REQUIRED WORK:
Could you set down exactly the lines in the records below between the line holding "Target: hyena ear" and the line holding "Target: brown fur", inclusive?

AVAILABLE DATA:
□ □ □ □ □

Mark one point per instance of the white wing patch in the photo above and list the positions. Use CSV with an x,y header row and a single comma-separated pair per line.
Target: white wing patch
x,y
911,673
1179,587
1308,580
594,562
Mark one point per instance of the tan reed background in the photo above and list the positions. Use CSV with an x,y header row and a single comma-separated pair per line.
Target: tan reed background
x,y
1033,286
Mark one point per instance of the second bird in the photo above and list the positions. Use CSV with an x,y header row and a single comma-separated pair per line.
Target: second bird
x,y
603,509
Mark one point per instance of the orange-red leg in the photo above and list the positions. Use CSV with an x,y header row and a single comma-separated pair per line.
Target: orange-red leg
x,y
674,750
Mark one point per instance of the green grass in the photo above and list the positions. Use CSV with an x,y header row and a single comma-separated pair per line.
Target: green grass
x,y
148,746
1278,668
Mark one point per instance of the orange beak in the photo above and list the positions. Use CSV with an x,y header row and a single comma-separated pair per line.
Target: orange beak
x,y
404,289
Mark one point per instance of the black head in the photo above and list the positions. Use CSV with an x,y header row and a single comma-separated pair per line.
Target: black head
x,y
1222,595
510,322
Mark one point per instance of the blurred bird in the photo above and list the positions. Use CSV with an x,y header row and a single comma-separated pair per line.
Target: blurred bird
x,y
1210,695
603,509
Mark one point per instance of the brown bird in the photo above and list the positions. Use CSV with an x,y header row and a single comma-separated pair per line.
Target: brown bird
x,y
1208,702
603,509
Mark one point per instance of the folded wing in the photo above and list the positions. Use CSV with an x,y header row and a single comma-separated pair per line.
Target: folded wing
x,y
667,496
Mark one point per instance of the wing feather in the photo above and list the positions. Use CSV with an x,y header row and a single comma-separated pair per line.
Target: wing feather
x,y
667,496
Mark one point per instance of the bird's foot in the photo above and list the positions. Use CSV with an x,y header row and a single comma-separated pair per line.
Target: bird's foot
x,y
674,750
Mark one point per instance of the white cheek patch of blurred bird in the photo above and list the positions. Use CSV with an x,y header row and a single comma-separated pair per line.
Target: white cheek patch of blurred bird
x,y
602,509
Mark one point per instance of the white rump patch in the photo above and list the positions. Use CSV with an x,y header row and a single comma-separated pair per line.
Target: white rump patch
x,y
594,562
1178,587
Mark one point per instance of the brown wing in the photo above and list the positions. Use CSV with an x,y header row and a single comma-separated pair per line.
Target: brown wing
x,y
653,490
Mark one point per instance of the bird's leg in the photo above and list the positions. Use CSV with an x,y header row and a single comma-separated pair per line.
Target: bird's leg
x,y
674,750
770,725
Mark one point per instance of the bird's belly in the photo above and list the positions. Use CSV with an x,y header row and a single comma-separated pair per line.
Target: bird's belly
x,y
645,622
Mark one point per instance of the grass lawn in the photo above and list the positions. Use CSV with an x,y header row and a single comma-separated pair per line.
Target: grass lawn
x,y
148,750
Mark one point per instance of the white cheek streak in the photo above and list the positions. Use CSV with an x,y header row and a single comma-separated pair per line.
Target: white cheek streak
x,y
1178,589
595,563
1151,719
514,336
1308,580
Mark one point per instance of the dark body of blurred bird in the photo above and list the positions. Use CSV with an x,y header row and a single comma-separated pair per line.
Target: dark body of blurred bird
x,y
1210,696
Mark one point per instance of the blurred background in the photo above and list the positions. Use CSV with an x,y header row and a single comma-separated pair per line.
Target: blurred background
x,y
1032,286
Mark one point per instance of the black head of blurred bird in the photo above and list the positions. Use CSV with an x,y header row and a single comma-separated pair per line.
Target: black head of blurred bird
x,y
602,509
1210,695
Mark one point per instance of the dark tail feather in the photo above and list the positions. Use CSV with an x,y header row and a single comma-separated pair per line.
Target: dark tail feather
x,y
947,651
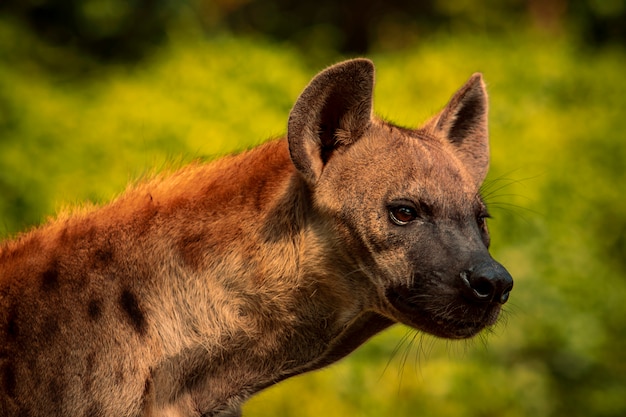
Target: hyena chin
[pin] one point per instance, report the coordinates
(193, 291)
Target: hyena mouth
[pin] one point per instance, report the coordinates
(440, 315)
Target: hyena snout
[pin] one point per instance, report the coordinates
(488, 281)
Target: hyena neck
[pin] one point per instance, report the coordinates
(281, 311)
(219, 279)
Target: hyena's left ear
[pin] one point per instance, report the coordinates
(464, 123)
(333, 111)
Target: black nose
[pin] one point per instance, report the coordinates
(488, 281)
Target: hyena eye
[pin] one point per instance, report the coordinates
(402, 215)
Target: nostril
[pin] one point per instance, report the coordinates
(504, 297)
(488, 284)
(483, 287)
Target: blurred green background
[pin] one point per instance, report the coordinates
(95, 94)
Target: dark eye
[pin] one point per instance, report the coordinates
(481, 219)
(402, 215)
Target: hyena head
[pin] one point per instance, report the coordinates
(407, 201)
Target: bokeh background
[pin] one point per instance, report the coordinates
(95, 94)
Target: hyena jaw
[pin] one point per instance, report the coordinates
(193, 291)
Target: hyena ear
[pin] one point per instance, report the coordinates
(464, 123)
(333, 111)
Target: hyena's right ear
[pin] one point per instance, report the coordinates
(333, 111)
(463, 122)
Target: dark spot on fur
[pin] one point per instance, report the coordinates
(50, 279)
(94, 410)
(49, 328)
(94, 309)
(102, 257)
(130, 305)
(8, 380)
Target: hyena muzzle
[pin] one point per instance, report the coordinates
(192, 291)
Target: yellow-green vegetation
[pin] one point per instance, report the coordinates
(555, 191)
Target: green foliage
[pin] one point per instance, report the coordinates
(555, 192)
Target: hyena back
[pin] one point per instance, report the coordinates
(193, 291)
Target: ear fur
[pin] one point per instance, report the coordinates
(463, 122)
(334, 110)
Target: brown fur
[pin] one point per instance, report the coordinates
(193, 291)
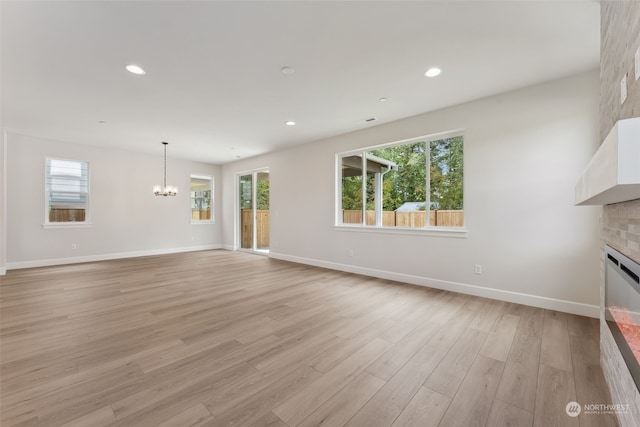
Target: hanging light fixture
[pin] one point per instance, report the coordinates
(164, 189)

□ □ □ □ □

RESULT:
Target: hyena ear
[pin] one point per instance, report the coordinates
(464, 123)
(333, 111)
Target: hyena's right ear
[pin] one point per instance, report the coordinates
(333, 111)
(463, 122)
Target: dark spot on fur
[pin] one point per instance, report the coordinates
(50, 279)
(94, 410)
(49, 328)
(94, 309)
(102, 257)
(130, 305)
(8, 380)
Target: hyena muzzle
[pin] one point per instance, report the coordinates
(192, 291)
Target: yellow-green vegetation
[pin] one point per instance, report the coordinates
(555, 191)
Target: green foliage
[pin] one point per instance, report the coordinates
(555, 192)
Target: hyena back
[pin] one point per instance, report the coordinates
(193, 291)
Target: ear fur
[pin] one point per instance, report the coordinates
(463, 122)
(334, 110)
Target: brown fur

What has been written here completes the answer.